Reproduce the line that holds "the black carbon" together with all the lines after it up to the end of the entries.
-- -- --
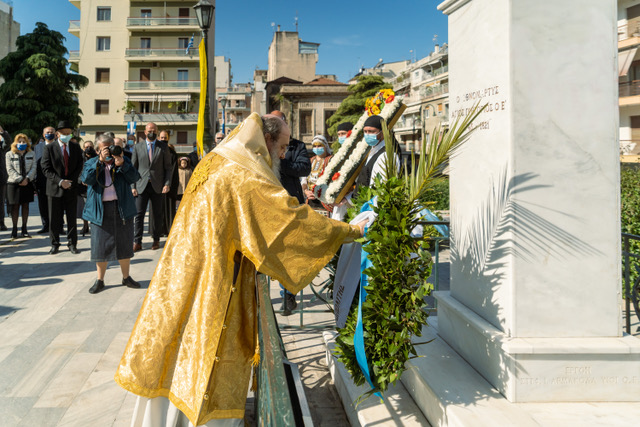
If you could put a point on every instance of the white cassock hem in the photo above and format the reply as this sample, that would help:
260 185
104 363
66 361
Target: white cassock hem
160 412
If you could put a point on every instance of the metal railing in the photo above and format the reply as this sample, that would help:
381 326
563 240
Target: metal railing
629 88
156 22
631 286
161 84
628 30
275 404
164 117
146 53
323 291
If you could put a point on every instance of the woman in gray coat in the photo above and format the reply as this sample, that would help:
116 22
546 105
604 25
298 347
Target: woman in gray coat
21 171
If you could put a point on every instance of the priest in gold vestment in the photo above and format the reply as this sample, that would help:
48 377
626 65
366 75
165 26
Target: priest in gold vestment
196 334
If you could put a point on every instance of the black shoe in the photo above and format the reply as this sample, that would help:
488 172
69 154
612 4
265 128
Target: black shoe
130 283
97 287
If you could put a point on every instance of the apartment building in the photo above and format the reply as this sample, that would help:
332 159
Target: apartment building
629 78
425 85
141 66
9 30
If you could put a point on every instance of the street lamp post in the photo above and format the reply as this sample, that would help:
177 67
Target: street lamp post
204 13
223 103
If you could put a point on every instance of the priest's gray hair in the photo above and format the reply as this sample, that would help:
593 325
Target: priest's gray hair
272 125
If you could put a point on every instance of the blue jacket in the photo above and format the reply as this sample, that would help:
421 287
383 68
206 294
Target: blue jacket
124 176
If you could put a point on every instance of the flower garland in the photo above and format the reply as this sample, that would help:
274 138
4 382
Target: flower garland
328 189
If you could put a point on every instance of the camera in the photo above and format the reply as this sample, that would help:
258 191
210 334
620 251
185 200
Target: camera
115 150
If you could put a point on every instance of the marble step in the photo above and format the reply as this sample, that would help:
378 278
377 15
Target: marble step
450 392
397 409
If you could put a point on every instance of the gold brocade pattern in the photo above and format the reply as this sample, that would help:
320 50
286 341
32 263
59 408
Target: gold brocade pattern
195 333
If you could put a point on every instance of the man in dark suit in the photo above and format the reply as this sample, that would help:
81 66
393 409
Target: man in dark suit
152 159
62 164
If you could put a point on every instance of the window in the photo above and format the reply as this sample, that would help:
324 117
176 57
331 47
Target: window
145 107
306 122
102 106
104 14
102 75
182 137
103 44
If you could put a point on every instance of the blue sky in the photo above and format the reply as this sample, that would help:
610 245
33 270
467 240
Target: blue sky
350 33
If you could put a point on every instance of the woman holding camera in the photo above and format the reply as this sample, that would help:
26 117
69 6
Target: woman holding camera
110 208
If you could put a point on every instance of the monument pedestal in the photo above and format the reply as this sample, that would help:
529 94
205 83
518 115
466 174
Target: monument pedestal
535 295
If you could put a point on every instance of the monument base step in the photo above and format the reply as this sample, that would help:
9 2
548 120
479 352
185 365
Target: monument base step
554 369
450 392
397 409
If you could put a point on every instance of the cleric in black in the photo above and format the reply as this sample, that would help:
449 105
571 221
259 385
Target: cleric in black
61 164
110 208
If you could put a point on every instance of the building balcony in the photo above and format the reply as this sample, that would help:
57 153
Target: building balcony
145 85
628 35
162 24
74 28
162 54
629 93
165 118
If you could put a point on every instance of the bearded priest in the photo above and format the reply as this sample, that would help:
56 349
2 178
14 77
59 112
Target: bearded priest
190 352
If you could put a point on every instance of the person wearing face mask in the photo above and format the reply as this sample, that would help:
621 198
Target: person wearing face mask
21 169
343 133
48 136
318 163
377 158
125 149
62 164
152 159
5 142
110 208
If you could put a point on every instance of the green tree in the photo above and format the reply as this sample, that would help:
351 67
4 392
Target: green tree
352 106
38 90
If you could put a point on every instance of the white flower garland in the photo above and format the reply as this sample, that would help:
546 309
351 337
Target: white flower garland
326 189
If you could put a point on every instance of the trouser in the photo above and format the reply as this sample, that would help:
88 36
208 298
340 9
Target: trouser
142 201
43 202
59 206
3 197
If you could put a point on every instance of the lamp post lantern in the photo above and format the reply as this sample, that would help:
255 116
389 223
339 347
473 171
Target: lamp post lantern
204 10
223 104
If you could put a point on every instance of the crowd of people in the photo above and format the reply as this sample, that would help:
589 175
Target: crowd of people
76 179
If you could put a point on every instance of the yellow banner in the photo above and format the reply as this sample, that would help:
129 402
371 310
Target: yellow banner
203 97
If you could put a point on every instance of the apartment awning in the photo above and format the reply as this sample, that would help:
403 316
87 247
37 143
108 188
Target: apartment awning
625 58
142 98
174 98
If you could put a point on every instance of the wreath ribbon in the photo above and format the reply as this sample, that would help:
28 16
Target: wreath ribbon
358 338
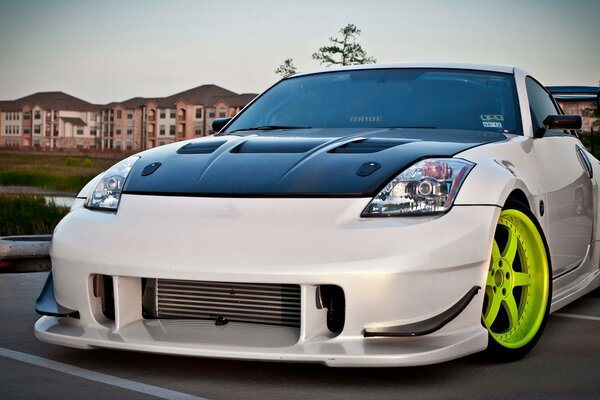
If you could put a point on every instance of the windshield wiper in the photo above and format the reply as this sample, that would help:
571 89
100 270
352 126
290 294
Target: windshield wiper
270 128
410 127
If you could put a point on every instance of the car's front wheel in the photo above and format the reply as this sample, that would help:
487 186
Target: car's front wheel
518 286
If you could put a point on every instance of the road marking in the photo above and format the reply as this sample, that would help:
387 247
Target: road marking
97 376
577 316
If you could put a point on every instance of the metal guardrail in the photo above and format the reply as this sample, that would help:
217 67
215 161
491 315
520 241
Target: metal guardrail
25 253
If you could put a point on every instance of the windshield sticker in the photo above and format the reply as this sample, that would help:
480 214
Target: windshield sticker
492 124
492 117
366 118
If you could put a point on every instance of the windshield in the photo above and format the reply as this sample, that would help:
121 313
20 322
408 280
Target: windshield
388 98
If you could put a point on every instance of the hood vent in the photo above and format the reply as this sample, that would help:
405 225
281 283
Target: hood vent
369 145
201 147
278 145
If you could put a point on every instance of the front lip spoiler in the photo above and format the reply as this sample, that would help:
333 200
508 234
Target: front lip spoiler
427 326
46 304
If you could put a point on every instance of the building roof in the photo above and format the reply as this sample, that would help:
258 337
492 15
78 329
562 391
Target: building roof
205 94
73 121
134 102
50 101
201 95
575 93
241 100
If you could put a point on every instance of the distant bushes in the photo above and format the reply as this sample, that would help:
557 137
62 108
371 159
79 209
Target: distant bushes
28 215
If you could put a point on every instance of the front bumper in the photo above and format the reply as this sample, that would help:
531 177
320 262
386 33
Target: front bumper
394 272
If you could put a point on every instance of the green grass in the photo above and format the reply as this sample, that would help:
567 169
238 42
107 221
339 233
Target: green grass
68 174
28 215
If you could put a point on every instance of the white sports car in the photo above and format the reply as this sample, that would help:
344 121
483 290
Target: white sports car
365 216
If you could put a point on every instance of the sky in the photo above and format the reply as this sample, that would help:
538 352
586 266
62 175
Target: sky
112 50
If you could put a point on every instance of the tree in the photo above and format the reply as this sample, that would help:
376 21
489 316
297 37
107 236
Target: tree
344 51
287 68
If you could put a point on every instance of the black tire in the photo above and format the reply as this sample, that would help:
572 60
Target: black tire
518 289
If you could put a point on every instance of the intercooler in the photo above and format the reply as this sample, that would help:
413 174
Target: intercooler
259 303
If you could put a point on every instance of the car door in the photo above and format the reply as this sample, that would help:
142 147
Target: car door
567 174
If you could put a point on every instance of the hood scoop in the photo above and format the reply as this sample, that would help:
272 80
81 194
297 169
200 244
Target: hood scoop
278 145
373 145
201 147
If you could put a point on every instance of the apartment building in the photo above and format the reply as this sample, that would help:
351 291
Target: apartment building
48 119
581 100
56 120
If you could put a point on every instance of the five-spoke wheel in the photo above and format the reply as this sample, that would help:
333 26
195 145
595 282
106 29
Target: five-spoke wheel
517 291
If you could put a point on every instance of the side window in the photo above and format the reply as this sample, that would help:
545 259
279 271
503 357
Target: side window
540 104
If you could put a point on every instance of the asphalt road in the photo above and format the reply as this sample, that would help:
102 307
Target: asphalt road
564 365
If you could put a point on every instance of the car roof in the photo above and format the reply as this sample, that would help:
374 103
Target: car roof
507 69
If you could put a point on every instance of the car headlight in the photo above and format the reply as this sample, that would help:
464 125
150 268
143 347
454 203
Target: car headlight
107 193
427 187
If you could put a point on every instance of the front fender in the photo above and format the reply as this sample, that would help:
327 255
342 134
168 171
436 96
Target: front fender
491 182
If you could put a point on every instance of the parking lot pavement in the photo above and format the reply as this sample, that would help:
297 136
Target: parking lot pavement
565 364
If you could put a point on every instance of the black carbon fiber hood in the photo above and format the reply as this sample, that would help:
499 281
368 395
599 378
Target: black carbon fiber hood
294 163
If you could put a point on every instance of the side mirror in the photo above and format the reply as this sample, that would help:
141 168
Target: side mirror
219 123
563 122
559 122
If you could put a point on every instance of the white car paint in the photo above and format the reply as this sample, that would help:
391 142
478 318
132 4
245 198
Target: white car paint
394 271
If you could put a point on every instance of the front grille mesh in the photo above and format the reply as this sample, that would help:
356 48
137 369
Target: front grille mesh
260 303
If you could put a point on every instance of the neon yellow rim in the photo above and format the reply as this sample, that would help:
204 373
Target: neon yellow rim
517 287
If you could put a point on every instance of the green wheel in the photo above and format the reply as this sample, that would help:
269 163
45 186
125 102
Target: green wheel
-- -- --
→ **Solution to this exercise**
If you could put a point on every instance of the black carbon fiber hood in the photo above and format the reply as this sample, that would help:
499 281
368 395
599 378
Target: black carbon fiber hood
294 163
If you could put a point on every instance of the side mirror in the photo above and format the reply as this sample, that would help:
141 168
Target: side mirror
219 123
563 122
559 122
If you could put a point on every instance of the white car paint in the photo above and format the reply as this sample, that would help:
391 142
478 318
132 4
245 198
Target: white car paint
394 271
If you could put a point on every instance of the front grille mesh in the photo above and format the reply as this sample, that would help:
356 48
137 369
Target: front grille mesh
260 303
If you could put a point on every instance of the neon yellow rim in the photo above and format the reply as this sample, that would help:
204 373
Target: neon yellow rim
517 287
If you could put a point on every instance of the green wheel in the photo above and format the reply as this sample, that would help:
269 163
45 186
125 102
Target: green wheel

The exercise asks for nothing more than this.